SUPPLIED MATERIAL →
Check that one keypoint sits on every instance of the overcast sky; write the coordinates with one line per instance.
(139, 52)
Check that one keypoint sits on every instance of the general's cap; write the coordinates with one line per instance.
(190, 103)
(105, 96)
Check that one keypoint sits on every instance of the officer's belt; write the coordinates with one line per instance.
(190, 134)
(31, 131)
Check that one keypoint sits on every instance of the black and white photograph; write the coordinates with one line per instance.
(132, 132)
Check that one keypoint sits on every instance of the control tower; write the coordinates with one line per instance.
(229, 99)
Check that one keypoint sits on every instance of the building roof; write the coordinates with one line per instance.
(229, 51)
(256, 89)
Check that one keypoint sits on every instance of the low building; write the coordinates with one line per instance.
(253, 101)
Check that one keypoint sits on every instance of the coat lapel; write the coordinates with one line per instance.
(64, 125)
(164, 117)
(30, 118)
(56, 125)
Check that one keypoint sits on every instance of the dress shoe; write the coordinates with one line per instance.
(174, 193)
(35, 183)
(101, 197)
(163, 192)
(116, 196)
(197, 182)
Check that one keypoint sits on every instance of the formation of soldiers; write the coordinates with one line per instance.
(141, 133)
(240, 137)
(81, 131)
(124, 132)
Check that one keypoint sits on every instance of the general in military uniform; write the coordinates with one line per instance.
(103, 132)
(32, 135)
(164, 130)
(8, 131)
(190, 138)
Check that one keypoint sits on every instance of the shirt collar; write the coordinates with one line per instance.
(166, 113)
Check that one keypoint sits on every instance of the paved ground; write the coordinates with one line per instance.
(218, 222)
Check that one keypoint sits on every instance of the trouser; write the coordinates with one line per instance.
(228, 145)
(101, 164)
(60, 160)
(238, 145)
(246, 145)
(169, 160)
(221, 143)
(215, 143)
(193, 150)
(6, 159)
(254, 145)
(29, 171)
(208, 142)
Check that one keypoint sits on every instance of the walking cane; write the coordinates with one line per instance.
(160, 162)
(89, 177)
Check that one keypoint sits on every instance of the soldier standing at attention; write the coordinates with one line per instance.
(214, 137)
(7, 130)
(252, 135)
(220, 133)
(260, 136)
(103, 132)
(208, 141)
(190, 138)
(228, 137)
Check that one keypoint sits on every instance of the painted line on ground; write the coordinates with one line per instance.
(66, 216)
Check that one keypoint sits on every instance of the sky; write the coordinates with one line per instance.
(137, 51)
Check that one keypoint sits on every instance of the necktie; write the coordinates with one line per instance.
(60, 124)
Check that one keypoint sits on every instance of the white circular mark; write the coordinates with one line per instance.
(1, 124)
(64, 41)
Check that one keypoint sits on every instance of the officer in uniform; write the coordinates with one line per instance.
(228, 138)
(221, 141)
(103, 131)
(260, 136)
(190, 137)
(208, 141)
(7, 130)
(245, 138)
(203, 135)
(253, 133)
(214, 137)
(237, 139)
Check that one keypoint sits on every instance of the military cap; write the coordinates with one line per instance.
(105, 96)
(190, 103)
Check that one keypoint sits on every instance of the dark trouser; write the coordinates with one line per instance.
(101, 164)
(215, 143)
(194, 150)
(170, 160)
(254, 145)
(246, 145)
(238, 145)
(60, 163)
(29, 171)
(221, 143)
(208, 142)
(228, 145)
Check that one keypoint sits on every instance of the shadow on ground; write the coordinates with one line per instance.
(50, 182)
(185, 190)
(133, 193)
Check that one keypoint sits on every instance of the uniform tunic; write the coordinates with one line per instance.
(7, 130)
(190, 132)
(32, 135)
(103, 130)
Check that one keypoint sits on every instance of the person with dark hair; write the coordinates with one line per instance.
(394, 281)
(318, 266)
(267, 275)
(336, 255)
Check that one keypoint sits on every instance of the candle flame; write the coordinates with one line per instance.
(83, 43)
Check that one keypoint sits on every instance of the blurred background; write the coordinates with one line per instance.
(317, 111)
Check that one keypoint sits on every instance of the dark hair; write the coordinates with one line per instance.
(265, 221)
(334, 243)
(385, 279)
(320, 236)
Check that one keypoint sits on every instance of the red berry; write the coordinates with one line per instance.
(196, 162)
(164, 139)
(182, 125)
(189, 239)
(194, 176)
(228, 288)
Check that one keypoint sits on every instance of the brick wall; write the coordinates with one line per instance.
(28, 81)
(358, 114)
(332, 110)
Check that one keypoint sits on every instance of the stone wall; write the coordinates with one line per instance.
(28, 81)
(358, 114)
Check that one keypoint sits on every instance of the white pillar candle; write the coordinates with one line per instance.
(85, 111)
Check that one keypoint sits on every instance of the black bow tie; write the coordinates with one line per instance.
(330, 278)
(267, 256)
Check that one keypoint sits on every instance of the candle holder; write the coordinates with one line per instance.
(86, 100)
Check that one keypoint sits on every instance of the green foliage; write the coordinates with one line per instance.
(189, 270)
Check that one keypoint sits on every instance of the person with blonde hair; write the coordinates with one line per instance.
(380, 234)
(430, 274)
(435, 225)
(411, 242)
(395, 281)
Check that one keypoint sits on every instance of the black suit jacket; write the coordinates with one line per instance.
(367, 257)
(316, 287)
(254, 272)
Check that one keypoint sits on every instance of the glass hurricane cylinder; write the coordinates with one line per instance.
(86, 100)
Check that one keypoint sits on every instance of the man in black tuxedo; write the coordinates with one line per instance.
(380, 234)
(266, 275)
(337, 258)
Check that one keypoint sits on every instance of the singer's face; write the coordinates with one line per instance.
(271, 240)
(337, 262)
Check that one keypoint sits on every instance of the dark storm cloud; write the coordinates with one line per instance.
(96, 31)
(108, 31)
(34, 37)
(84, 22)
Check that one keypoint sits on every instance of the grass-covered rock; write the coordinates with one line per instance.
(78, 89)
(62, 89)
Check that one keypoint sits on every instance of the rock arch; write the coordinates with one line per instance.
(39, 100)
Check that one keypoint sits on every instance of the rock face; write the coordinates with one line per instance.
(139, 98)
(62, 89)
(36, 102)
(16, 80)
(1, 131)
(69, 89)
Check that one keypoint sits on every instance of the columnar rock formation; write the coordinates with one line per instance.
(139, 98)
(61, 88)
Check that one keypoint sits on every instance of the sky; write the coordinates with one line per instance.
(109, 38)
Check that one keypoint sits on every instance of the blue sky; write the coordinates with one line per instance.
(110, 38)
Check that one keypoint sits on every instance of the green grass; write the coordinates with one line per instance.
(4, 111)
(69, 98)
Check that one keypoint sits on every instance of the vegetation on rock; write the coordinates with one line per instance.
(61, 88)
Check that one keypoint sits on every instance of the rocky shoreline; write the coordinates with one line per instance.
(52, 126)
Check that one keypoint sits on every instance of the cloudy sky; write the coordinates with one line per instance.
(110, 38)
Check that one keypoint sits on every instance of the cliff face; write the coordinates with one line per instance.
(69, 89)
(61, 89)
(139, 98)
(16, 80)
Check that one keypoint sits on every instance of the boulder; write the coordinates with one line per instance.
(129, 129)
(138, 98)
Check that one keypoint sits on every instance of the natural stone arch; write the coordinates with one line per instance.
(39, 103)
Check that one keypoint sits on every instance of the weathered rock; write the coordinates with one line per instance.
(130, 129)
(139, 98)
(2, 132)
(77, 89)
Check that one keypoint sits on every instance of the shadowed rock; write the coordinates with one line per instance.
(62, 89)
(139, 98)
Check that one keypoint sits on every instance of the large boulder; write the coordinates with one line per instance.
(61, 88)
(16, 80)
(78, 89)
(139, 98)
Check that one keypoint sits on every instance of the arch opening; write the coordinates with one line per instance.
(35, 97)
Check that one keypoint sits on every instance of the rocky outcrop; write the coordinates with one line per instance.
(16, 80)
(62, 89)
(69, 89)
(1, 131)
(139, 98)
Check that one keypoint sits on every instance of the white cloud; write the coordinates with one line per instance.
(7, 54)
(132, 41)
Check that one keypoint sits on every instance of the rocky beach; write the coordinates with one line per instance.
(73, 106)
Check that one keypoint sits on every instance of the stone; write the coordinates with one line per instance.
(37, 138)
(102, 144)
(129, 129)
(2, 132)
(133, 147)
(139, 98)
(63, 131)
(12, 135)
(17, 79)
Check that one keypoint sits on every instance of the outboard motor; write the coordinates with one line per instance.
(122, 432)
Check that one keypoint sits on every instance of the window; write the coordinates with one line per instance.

GOAL OF THE EXERCISE → Your task is to return, exactly and on their own, the lines from the one containing "Check that one keypoint sits on every instance of the cliff" through the last line of the listing.

TASK ANSWER →
Check that one keypoint sits on every instance of the cliff face; write the coordinates with one line per instance.
(69, 89)
(61, 89)
(139, 98)
(16, 80)
Check that one keypoint sits on every instance of the boulder; write the coordinates with one line per instance.
(129, 129)
(138, 98)
Check that one keypoint sits on every instance of the natural stone arch; write the coordinates with one line per instance.
(39, 103)
Check that one keypoint sits on every instance of the weathered rock; write the coordinates with one line per instance.
(130, 129)
(139, 98)
(2, 132)
(77, 89)
Check that one keypoint sits on every instance of the shadowed rock; write the coordinates with one line per instance.
(62, 89)
(139, 98)
Check that one keypoint sits on every instance of the large boulder; write the coordinates with one line per instance.
(61, 88)
(16, 80)
(78, 89)
(139, 98)
Check that one keypoint sits on every instance of the arch opening; write the coordinates with one line per instance.
(35, 97)
Check that one keypoint sits on every instance of the rocky outcrop; write the coordinates with one line per instance.
(16, 80)
(62, 89)
(69, 89)
(1, 131)
(139, 98)
Check that one keypoint sits on every instance of the white cloud; write the coordinates with one line per instance.
(7, 54)
(132, 41)
Check that one keypoint sits on every instance of the rocky beach; write the coordinates with one line per instance.
(73, 106)
Check that one keypoint sits on every instance of the stone; write the coordinates with one line per instance.
(37, 138)
(102, 144)
(129, 129)
(2, 132)
(133, 147)
(139, 98)
(63, 131)
(12, 135)
(17, 79)
Check that one keypoint sits on every instance of the outboard motor; write the coordinates with one line per instance.
(122, 432)
Check that one keypoint sits on every instance of the window; write the coordinates with one line per instance.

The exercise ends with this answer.